# DATA SUPPLIED
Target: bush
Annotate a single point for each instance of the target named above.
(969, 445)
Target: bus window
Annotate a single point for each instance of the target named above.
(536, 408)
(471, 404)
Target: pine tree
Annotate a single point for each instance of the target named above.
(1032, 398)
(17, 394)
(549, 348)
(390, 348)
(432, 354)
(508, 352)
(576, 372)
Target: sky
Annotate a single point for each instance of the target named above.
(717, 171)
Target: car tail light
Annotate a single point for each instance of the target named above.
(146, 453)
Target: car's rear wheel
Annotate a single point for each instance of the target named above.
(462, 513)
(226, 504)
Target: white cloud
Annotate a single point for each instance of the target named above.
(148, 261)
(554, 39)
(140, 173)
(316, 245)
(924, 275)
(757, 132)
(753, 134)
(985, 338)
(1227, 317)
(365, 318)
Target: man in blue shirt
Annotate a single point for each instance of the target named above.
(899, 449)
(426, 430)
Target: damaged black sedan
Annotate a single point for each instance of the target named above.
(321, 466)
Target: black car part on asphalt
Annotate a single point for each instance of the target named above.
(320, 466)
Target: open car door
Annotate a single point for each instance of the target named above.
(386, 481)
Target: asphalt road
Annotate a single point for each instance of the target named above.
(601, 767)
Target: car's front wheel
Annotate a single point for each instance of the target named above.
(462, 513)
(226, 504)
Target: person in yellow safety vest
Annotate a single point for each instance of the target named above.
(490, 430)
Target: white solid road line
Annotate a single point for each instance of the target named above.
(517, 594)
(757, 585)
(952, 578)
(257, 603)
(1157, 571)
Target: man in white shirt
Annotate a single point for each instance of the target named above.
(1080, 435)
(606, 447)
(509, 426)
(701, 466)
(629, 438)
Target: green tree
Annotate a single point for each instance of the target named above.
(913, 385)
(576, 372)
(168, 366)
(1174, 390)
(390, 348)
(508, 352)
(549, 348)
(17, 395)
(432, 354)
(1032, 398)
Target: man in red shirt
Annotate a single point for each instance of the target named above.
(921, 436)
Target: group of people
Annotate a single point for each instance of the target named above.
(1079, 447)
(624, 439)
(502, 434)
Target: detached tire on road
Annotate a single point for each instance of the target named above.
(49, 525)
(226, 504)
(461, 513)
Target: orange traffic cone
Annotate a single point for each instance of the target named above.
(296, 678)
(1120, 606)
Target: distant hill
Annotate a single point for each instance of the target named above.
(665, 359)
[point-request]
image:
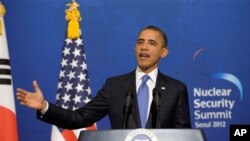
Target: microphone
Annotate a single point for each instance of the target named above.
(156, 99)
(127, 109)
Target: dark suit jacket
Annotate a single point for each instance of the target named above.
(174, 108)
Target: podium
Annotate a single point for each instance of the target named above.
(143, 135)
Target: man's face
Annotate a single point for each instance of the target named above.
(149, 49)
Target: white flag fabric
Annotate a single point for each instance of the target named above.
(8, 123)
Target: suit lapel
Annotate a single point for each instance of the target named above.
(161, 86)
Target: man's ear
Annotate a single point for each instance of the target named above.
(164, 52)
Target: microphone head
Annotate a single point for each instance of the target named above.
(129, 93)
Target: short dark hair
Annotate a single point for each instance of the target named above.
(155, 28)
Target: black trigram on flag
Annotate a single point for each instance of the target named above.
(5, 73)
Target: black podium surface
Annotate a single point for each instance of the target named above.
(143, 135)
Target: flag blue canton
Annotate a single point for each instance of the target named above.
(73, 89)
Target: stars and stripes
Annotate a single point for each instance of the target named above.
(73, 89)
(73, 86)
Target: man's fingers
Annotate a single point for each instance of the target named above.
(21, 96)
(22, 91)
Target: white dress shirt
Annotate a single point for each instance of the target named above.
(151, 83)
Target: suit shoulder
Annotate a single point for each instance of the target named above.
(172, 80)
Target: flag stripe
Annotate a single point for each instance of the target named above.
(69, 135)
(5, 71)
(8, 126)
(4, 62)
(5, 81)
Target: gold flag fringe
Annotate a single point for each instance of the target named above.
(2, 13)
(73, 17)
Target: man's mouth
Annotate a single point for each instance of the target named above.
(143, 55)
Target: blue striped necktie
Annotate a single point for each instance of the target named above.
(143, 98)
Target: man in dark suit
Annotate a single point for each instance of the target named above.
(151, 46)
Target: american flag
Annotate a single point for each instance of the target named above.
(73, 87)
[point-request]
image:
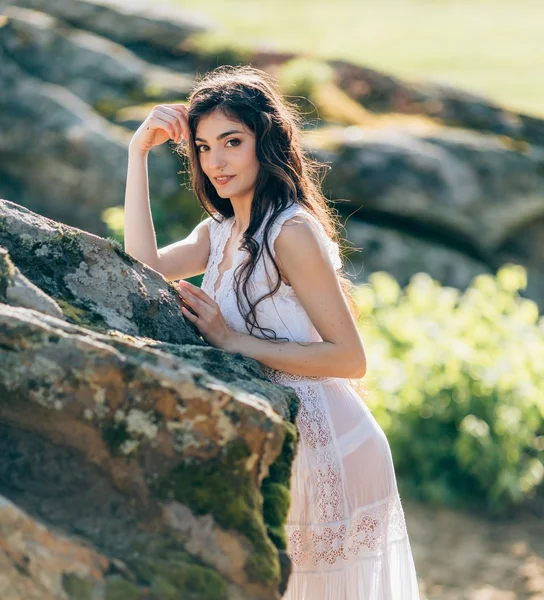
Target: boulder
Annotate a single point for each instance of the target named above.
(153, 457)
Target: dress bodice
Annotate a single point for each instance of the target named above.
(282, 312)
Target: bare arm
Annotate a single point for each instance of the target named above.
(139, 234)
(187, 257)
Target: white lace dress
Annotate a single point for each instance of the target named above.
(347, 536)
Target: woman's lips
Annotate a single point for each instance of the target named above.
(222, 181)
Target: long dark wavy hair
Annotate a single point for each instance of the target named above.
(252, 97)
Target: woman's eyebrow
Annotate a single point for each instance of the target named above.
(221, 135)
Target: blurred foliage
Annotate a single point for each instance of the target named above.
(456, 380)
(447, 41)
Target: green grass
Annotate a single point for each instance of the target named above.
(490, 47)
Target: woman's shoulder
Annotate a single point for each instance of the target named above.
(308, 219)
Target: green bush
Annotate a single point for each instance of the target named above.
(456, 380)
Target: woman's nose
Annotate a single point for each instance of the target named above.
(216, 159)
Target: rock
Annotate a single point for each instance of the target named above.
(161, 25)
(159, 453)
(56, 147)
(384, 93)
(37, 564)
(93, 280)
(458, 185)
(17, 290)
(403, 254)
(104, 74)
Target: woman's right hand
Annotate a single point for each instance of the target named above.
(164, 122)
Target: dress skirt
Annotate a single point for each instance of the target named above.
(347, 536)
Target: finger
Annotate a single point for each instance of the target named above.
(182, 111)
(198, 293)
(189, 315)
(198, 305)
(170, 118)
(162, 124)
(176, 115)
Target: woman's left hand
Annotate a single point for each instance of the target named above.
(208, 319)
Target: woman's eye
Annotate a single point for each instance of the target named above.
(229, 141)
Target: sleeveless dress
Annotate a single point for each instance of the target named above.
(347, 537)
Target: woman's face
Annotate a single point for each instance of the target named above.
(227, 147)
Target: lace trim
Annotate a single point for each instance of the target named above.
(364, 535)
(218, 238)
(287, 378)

# THE TASK
From the very first line of the data through the line with "Target: sky" in it, please reproduce each line exactly and output nothing more.

# TASK RESULT
Target: bush
Annotate a single point for each instance of the target named above.
(969, 445)
Target: bus window
Annotate a single point for each instance of the target named above.
(536, 408)
(471, 404)
Target: pine tree
Annotate a single point for each instance of the target named above.
(1032, 398)
(17, 394)
(549, 348)
(390, 348)
(432, 354)
(508, 352)
(576, 372)
Target: sky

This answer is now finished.